Records from a data source:
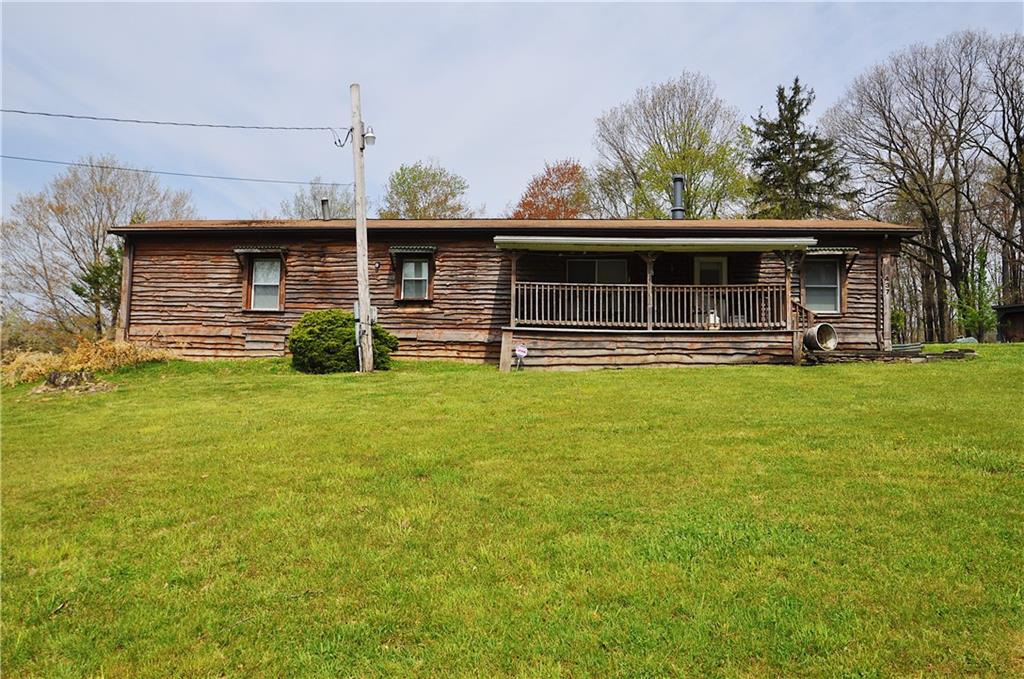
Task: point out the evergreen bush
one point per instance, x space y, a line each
324 341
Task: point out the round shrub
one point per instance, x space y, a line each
325 342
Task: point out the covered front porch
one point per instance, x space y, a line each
653 300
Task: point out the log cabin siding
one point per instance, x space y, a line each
189 296
186 292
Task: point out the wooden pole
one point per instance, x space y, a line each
364 324
649 259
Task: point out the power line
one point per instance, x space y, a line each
137 121
176 174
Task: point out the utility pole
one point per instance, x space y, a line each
364 327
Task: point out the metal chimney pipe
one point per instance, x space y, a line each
678 209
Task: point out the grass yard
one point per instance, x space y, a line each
240 518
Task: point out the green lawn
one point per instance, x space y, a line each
240 518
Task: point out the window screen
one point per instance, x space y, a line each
821 285
415 279
266 283
597 270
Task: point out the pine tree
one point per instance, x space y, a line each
798 172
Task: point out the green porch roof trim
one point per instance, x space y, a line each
694 244
832 251
413 249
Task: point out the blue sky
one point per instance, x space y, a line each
492 91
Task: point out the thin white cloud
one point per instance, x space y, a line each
493 91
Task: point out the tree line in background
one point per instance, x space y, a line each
933 136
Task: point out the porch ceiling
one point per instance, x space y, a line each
589 244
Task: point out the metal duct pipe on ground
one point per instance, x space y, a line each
821 337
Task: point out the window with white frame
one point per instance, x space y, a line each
597 270
416 278
710 270
821 285
265 289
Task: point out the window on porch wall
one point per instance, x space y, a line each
597 270
710 270
821 285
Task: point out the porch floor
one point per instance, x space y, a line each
570 348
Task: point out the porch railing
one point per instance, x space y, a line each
579 304
684 307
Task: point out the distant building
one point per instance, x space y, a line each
1010 324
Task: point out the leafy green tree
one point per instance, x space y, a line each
60 235
425 191
798 172
99 286
974 305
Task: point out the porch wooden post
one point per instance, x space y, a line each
787 258
649 258
513 258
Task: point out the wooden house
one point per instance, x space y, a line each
574 293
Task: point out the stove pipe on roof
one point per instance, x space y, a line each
678 211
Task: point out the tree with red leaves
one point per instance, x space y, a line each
558 193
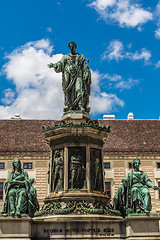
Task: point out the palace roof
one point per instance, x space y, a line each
127 137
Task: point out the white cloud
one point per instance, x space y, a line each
143 55
115 51
157 33
9 95
38 91
116 81
127 13
49 29
102 102
122 85
113 78
38 88
157 65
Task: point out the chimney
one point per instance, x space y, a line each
108 117
130 116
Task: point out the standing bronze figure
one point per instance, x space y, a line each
20 196
76 80
133 197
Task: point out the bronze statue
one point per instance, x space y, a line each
18 197
96 171
76 80
77 171
133 197
33 201
57 171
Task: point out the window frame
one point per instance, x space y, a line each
3 165
130 165
106 163
110 191
157 165
2 181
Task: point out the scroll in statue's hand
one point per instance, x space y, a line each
155 187
51 65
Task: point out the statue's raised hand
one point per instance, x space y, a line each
155 187
51 65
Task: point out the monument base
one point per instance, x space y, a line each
76 117
142 227
14 228
76 227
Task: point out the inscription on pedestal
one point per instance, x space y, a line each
95 231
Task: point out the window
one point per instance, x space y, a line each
1 165
107 165
108 189
159 190
27 165
1 190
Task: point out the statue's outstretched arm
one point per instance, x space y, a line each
51 65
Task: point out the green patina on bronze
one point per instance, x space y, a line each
96 170
77 170
20 195
133 197
63 124
57 175
76 80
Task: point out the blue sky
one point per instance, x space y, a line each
121 38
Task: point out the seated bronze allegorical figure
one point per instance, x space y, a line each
133 197
19 193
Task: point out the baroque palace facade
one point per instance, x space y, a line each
128 139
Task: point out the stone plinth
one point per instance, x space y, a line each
78 227
76 166
14 228
76 118
142 227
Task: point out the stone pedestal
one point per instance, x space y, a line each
78 227
142 227
13 228
76 166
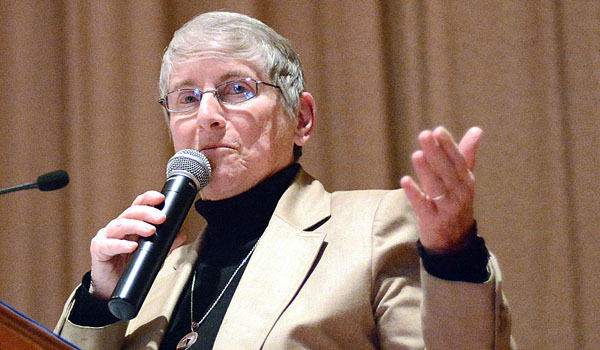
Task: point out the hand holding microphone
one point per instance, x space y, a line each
129 251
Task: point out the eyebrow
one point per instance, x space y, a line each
223 78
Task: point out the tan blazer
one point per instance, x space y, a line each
331 271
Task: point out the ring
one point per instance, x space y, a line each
438 198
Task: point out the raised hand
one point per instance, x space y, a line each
443 202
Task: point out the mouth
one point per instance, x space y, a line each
215 148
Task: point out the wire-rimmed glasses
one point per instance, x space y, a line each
231 92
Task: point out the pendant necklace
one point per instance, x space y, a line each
189 339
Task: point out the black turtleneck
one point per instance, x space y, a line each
234 227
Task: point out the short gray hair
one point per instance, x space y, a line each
233 35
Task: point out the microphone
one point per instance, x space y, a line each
47 182
188 171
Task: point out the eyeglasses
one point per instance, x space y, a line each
231 92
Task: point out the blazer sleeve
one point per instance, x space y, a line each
463 315
416 310
108 337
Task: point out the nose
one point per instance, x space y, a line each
210 112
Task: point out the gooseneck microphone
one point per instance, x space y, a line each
188 171
47 182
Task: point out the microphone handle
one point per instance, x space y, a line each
19 188
146 261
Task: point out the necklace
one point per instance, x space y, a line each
189 339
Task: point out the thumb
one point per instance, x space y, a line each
468 145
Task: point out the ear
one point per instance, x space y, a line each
306 119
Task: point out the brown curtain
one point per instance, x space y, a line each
78 92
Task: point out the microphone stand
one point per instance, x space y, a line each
19 188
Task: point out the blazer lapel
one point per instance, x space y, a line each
281 262
148 327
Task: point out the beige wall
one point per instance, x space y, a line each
527 72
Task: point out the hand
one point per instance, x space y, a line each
112 246
443 203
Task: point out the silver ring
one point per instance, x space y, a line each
438 198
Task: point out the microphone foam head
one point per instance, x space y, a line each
53 180
190 163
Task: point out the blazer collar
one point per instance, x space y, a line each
281 262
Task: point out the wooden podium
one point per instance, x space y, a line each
18 331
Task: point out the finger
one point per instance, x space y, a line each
149 198
104 249
144 213
418 200
122 227
438 159
469 144
456 157
432 185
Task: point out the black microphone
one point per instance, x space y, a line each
188 171
47 182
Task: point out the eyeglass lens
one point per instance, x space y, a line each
230 92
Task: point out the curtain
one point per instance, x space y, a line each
79 91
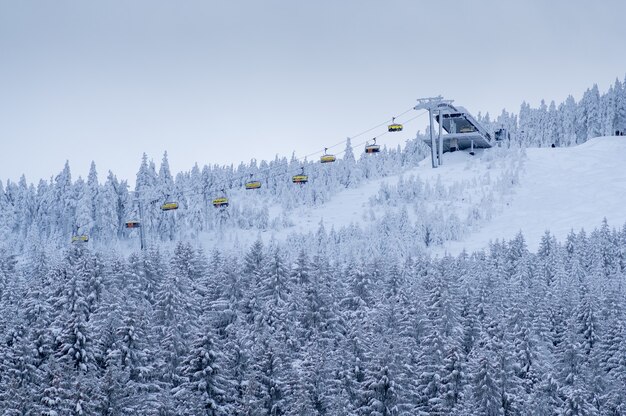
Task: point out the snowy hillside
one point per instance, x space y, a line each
560 189
554 189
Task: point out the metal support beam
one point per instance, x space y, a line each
433 144
431 104
440 139
141 226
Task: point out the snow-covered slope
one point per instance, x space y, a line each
560 189
493 195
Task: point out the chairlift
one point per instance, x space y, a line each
393 127
252 183
326 158
168 206
132 224
221 201
301 178
83 238
372 148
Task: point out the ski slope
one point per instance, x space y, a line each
555 189
560 189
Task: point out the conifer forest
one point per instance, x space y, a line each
350 320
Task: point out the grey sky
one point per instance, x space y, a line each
228 81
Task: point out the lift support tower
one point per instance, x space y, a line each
463 130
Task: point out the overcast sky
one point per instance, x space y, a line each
220 82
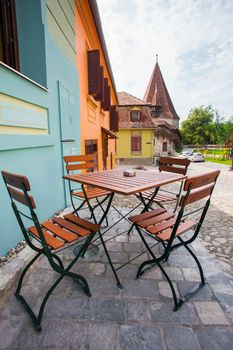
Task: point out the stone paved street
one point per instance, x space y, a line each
217 232
139 316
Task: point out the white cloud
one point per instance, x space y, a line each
194 40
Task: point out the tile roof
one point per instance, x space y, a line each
126 99
157 93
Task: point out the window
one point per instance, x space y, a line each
136 143
135 116
9 52
90 148
164 146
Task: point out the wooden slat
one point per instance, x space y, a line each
50 240
197 194
146 215
154 220
93 193
82 222
177 161
162 226
16 180
20 197
160 197
183 227
201 180
104 180
79 158
164 198
173 169
71 227
67 236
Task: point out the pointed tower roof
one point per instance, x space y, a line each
157 93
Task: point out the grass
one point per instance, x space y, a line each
219 160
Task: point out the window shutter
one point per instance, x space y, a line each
8 33
94 73
136 144
113 119
100 95
107 93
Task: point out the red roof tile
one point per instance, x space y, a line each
126 99
157 93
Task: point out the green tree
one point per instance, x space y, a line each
197 128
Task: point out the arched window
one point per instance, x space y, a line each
135 115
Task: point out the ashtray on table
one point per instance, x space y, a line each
129 173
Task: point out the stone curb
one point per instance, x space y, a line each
9 273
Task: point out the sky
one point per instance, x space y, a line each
194 43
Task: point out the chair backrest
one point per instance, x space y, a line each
80 162
18 187
174 165
198 187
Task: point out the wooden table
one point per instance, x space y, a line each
116 182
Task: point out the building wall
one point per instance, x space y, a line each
31 115
92 116
124 144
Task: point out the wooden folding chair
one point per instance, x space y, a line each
84 193
172 165
167 227
51 236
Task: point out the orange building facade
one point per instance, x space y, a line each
94 116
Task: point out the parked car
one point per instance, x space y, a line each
185 155
197 157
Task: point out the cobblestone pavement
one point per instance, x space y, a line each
139 316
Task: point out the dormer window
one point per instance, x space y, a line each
135 116
156 111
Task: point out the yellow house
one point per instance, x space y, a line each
97 87
148 128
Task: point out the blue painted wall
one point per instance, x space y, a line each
37 157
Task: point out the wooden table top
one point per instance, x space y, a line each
115 181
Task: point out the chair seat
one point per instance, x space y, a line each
160 222
59 231
91 193
161 198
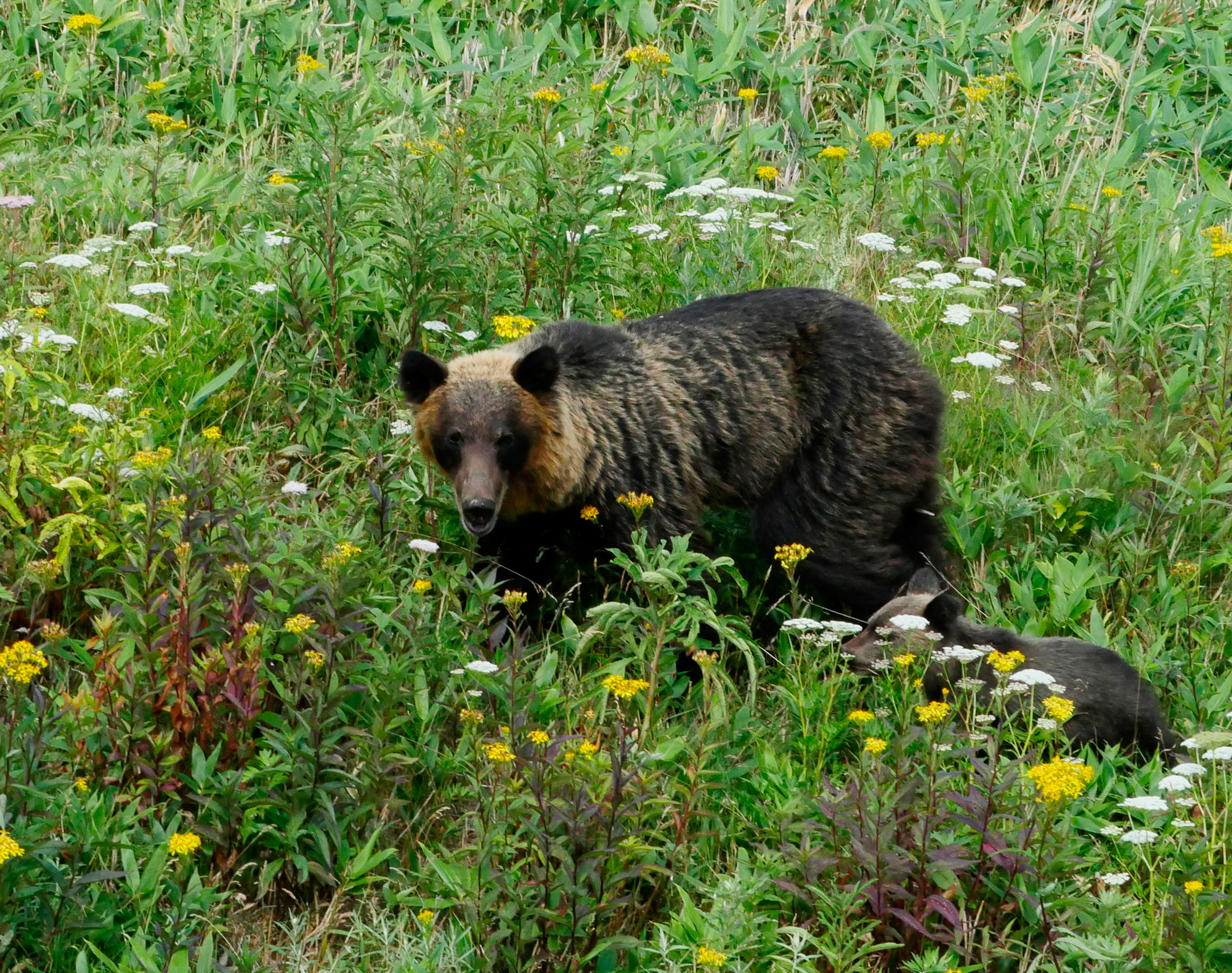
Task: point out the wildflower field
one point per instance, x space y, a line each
262 708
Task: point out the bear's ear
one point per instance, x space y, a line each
419 375
943 613
925 582
539 370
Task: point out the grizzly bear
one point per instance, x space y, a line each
796 403
1113 704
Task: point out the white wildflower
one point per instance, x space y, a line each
878 242
70 260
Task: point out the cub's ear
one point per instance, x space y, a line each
539 370
943 613
925 582
419 375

JOB> Copy the final stretch of lines, starting at the one that holds "Task: point out the wooden table top" and ending at the last line of the data, exactly; omit pictures.

TASK OUTPUT>
Task: point out the wooden table top
one point per instance, x space y, a line each
115 181
Task: point out the chair seat
one point per instance, x space y, a line each
160 222
59 231
91 193
161 198
Task: point out the wildflower field
one point per instance, x space y, a line each
262 708
Task: point out the bear's ear
one point per instance, x space y, a line each
419 375
943 613
925 582
539 370
Task: point out the grizzly bear
one point per instance, x space y, a line each
796 403
1113 704
Task: point out the white wildflower
one point per instance, x space y, a line each
878 242
70 260
Task: point out the cub's ear
one point per instance, x space y, a line each
539 370
943 613
925 582
419 375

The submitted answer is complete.